═══ EXTRACTED INFORMATION

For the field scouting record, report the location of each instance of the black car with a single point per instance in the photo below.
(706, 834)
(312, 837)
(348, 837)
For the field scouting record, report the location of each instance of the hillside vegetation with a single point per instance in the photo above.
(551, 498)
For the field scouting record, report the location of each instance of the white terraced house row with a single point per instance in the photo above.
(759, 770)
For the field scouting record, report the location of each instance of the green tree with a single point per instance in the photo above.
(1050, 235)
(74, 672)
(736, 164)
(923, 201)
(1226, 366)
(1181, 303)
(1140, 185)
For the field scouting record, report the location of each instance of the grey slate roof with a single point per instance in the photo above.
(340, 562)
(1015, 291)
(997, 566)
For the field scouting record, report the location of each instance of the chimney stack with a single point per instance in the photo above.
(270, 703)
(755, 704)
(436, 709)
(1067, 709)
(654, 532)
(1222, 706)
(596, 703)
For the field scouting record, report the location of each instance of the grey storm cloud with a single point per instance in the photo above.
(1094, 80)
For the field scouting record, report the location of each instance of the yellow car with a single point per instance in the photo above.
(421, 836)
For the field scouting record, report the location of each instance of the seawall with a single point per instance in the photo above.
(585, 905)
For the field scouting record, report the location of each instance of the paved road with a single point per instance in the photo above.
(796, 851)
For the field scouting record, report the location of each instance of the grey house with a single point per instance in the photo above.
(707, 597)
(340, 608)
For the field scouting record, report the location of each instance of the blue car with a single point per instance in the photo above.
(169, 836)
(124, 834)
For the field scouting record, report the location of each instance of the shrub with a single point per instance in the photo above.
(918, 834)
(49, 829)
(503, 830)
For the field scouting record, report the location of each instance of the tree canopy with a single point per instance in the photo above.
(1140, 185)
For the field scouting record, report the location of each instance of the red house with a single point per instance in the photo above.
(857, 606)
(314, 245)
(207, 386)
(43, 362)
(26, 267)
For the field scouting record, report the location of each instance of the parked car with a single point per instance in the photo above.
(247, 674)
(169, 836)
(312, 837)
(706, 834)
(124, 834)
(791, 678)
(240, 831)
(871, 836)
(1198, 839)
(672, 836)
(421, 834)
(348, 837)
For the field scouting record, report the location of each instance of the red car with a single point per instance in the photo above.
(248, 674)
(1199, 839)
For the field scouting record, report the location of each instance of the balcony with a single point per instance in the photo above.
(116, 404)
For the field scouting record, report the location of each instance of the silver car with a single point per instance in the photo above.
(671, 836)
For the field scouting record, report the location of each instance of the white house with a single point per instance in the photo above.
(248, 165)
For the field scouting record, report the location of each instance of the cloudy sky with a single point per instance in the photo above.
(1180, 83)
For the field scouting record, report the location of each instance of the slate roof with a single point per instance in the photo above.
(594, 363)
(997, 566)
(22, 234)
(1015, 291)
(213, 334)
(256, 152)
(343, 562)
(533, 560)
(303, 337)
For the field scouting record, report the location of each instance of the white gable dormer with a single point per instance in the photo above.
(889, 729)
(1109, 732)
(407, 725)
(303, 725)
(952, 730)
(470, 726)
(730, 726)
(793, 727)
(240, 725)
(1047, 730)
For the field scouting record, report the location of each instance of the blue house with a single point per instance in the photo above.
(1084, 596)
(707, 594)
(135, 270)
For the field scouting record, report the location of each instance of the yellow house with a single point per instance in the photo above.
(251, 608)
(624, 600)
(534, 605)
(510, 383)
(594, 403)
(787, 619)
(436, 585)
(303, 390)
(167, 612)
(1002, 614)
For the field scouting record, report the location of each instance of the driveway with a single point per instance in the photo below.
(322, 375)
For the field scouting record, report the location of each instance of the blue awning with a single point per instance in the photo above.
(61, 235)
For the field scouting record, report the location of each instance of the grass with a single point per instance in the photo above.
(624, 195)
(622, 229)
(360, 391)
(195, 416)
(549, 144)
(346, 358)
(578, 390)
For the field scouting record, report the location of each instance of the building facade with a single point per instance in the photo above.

══════

Give every line above again, word for word.

For the field scouting record, report the location of each instance of the black car with a single point per instance in the photo below.
(706, 834)
(312, 837)
(348, 837)
For the field scouting record, report the location of each instance of the hillside vegetation with a single point per instance in the photo above.
(551, 498)
For the field scouting record, report the location of each instance of the white terraced house row with a single point per instance in the photo above.
(759, 770)
For the field scouting record, report the location of each instance of the green tree with a single point per instance in the photo above.
(1050, 235)
(74, 672)
(736, 164)
(923, 201)
(1226, 366)
(1181, 303)
(1140, 185)
For the field scouting record, report the location of each instance of the grey slate roof with a single point per instance in the photo above.
(340, 562)
(1015, 291)
(997, 566)
For the field scouting record, report the location of each instance of the chimney stack with a single point per instance in the photo above.
(270, 703)
(755, 704)
(436, 709)
(1067, 709)
(654, 532)
(1222, 706)
(596, 703)
For the field scouting record, report the location of each instance of the grey storm cloud with a single point per instance in the photo above.
(1094, 80)
For the field scouting record, report the location of each instance of the yellow car with a single point per instance in the photo above.
(421, 836)
For the field scouting record, report the location of each instance of the seawall with a single point per instance in the photo above.
(585, 905)
For the field scouting record, report the location of each instance of the paved road with a single point per instance in the photo above.
(796, 851)
For the field scouting record, report the location of each instance of the grey house with a single point per instance in the photo above.
(707, 597)
(340, 608)
For the field scouting record, report the location of each instance of the blue car with a single point per instance in the photo above.
(169, 836)
(124, 834)
For the field scouting record, report the location of each instance of the shrub with a single point per instance in the photo above.
(918, 834)
(49, 829)
(503, 830)
For the field scouting record, report the location of each instance of the tree canopy with a single point per instance in the photo above.
(1140, 185)
For the field scouting record, report the location of each instance of the red house with a single point per instance in the photo above.
(857, 606)
(314, 245)
(207, 386)
(43, 362)
(26, 267)
For the field scouting record, report the location of each instance of the parked car with a single point per instance in the photo above.
(247, 674)
(169, 836)
(312, 837)
(706, 834)
(124, 834)
(791, 678)
(240, 831)
(871, 836)
(1198, 839)
(672, 836)
(421, 834)
(348, 837)
For the field scouting record, report the location of each instance of the red car with a single point per instance in the photo above.
(248, 674)
(1199, 839)
For the field scouting record, report the location of each instance of the balcony with a single point per instance in the photo above.
(116, 404)
For the field scouting record, report the location of each instance of the silver car with a single point per instance in the photo above.
(671, 836)
For the field scouting record, report the location of each instance of the white house with a single point per instance in the photo above.
(248, 165)
For the field scouting record, report the location of each instance of the cloudy sky with a single point per instance in the photo above.
(1180, 83)
For the field scouting record, report the location of each instance of the slate roof with a single point per instance in the photo above.
(594, 363)
(997, 566)
(22, 234)
(1015, 291)
(213, 334)
(256, 152)
(343, 562)
(533, 560)
(303, 337)
For the field scouting record, report the location of each instance of the white gable dormer with a single point per instance in the photo above.
(889, 729)
(1109, 732)
(407, 725)
(303, 725)
(952, 730)
(470, 726)
(730, 726)
(793, 727)
(240, 725)
(1047, 730)
For the field scouting record, report the location of each instance of the blue house with a single point per instance in the photo above.
(1084, 596)
(707, 594)
(135, 270)
For the field scouting record, report the location of each instance of the yellow house with a single point per instance in the photo above.
(251, 608)
(624, 600)
(534, 605)
(510, 383)
(594, 403)
(787, 619)
(436, 585)
(303, 390)
(167, 612)
(1002, 614)
For the field scouting record, report the location of each instance of the driveway with a single point per instance in the photo below.
(322, 375)
For the field scouting record, report the location of each instance of the blue awning with a single point per instance in the photo above.
(61, 235)
For the field scouting record, report the location of each instance of the grass with a single point per instance in the photo above.
(624, 195)
(622, 229)
(360, 391)
(195, 416)
(549, 144)
(346, 358)
(578, 390)
For the field scouting record, report the location of each instance of the building facade with a single point per instance in the photo above.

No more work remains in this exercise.